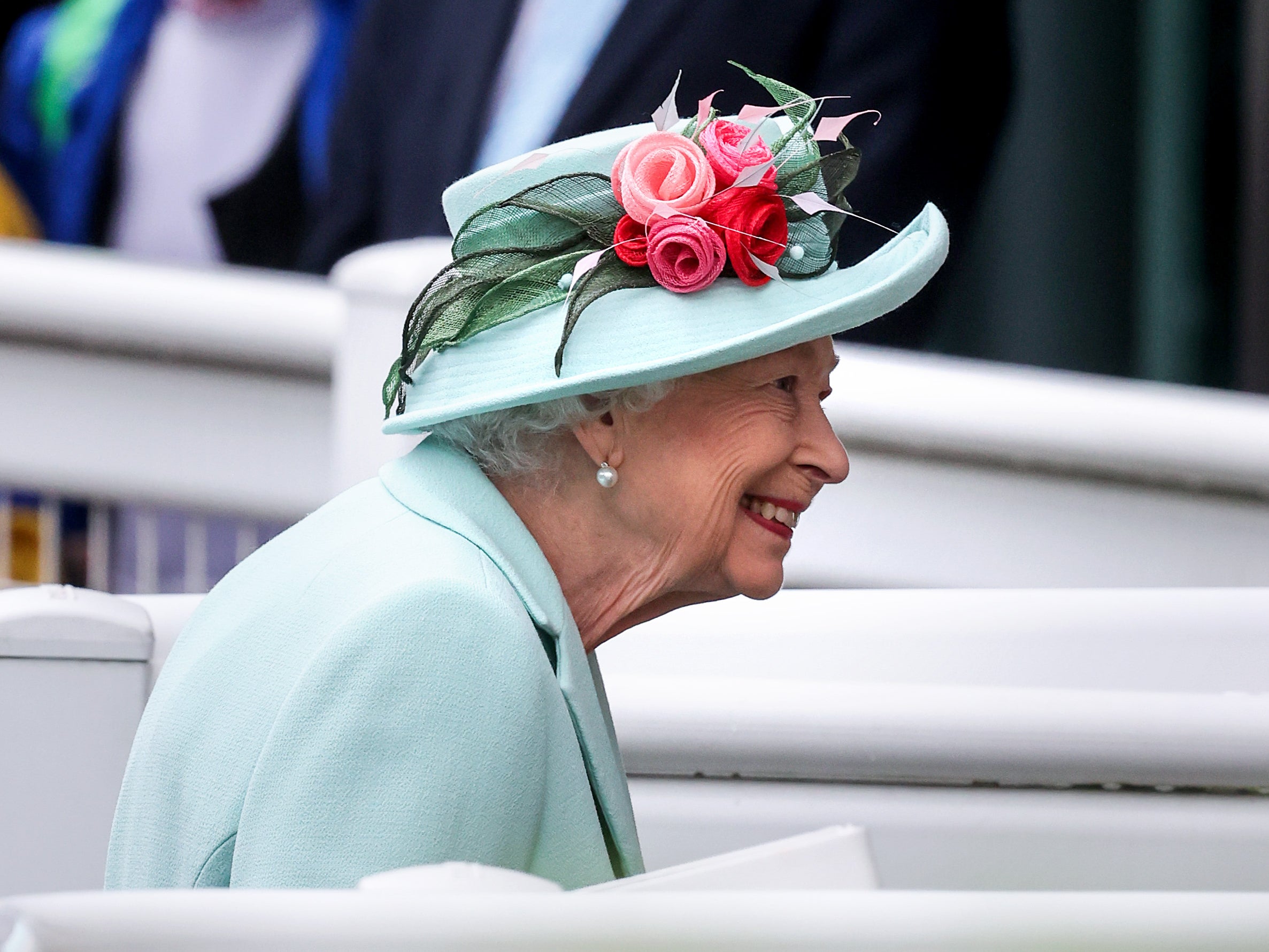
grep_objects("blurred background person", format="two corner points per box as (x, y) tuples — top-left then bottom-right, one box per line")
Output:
(302, 0), (1010, 347)
(0, 0), (355, 268)
(0, 0), (358, 592)
(0, 161), (40, 237)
-----
## Problem
Output the material above as a numbered list, one line per entry and no blank lines. Leave the pictures out of the answer.

## Solution
1. grep_objects("blurred background person", format="two corner points per box as (x, y) tuples — top-left then bottom-right, one box per line")
2. Output:
3. (302, 0), (1010, 347)
4. (0, 0), (355, 268)
5. (0, 0), (358, 592)
6. (0, 161), (40, 237)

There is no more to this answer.